:: WHAT TO DO ::
1/ According to the comment in the tmem code review, how large is an object id?
2/ Pick up the tmem code review right after its last line and keep writing.

:: PASSAGE ::
^^^^

Do we need two each variable for persist and shared?
Couldn't we merge it into just one "flag variable"?

> +       atomic_t obj_count;
> +       atomic_t refcount;
> +       struct tmem_hashbucket hashbucket[TMEM_HASH_BUCKETS];
> +       DECL_SENTINEL
> +};
> +
> +#define is_persistent(_p)  (_p->persistent)
> +#define is_ephemeral(_p)   (!(_p->persistent))
> +
> +/*
> + * An object id ("oid") is large: 192-bits (to ensure, for example, files
> + * in a modern filesystem can be uniquely identified).
> + */
> +
> +struct tmem_oid {
> +       uint64_t oid[3];
> +};
> +
> +static inline void tmem_oid_set_invalid(struct tmem_oid *oidp)
> +{
> +       oidp->oid[0] = oidp->oid[1] = oidp->oid[2] = -1UL;
> +}
> +
> +static inline bool tmem_oid_valid(struct tmem_oid *oidp)
> +{
> +       return oidp->oid[0] != -1UL || oidp->oid[1] != -1UL ||
> +               oidp->oid[2] != -1UL;
> +}
> +
> +static inline int tmem_oid_compare(struct tmem_oid *left,
> +                                       struct tmem_oid *right)
> +{
> +       int ret;
> +
> +       if (left->oid[2] == right->oid[2]) {
> +               if (left->oid[1] == right->oid[1]) {
> +                       if (left->oid[0] == right->oid[0])
> +                               ret = 0;
> +                       else if (left->oid[0] < right->oid[0])
> +                               ret = -1;
> +                       else
> +                               return 1;
> +               } else if (left->oid[1] < right->oid[1])
> +                       ret = -1;
> +               else
> +                       ret = 1;
> +       } else if (left->oid[2] < right->oid[2])
> +               ret = -1;
> +       else
> +               ret = 1;
> +       return ret;
> +}
> +
> +static inline unsigned tmem_oid_hash(struct tmem_oid *oidp)

^^^^

:: DATASET ROWS ::
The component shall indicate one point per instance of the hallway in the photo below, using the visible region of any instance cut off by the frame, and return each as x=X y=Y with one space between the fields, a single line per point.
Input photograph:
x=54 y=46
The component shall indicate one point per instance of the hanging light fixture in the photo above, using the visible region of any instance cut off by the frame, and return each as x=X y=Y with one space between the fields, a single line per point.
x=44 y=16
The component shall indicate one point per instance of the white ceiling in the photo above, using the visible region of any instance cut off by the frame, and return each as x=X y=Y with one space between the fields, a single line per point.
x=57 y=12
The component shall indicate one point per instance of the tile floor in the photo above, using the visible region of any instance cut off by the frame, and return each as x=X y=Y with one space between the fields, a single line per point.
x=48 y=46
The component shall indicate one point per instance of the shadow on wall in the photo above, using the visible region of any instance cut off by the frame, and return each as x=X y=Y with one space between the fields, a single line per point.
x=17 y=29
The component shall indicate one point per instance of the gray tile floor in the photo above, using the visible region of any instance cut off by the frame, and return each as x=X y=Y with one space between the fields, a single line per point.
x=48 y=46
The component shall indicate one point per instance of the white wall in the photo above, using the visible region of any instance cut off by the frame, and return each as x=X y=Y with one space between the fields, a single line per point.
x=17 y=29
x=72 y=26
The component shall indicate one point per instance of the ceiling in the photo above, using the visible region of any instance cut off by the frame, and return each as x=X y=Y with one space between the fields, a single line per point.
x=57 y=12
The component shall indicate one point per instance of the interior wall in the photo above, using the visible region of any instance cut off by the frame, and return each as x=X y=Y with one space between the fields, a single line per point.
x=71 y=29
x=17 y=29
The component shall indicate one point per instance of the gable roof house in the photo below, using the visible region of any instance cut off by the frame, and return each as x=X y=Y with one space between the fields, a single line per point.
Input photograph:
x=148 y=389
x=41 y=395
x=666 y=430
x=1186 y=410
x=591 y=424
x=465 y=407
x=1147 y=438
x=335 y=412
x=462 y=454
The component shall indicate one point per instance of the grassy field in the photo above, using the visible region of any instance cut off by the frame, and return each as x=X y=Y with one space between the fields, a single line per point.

^^^^

:: SOLVED TASKS ::
1/ 192 bits.

2/
> +{
> +       return hash_long(oidp->oid[0] ^ oidp->oid[1] ^ oidp->oid[2],
> +                               TMEM_HASH_BUCKET_BITS);
> +}
> +
> +/*
> + * A tmem_obj contains an identifier (oid), pointers to the parent
> + * pool and the rb_tree to which it belongs, counters, and an ordered
> + * set of pampds, structured in a radix-tree-like tree.  The intermediate
> + * nodes of the tree are called tmem_objnodes.
> + */
> +
> +struct tmem_objnode;
> +
> +struct tmem_obj {
> +       struct tmem_oid oid;
> +       struct tmem_pool *pool;
> +       struct rb_node rb_tree_node;
> +       struct tmem_objnode *objnode_tree_root;
> +       unsigned int objnode_tree_height;
> +       unsigned long objnode_count;
> +       long pampd_count;
> +       DECL_SENTINEL
> +};
> +
> +#define OBJNODE_TREE_MAP_SHIFT 6
> +#define OBJNODE_TREE_MAP_SIZE (1UL << OBJNODE_TREE_MAP_SHIFT)
> +#define OBJNODE_TREE_MAP_MASK (OBJNODE_TREE_MAP_SIZE-1)
> +#define OBJNODE_TREE_INDEX_BITS (8 /* CHAR_BIT */ * sizeof(unsigned long))
> +#define OBJNODE_TREE_MAX_PATH \
> +               (OBJNODE_TREE_INDEX_BITS/OBJNODE_TREE_MAP_SHIFT + 2)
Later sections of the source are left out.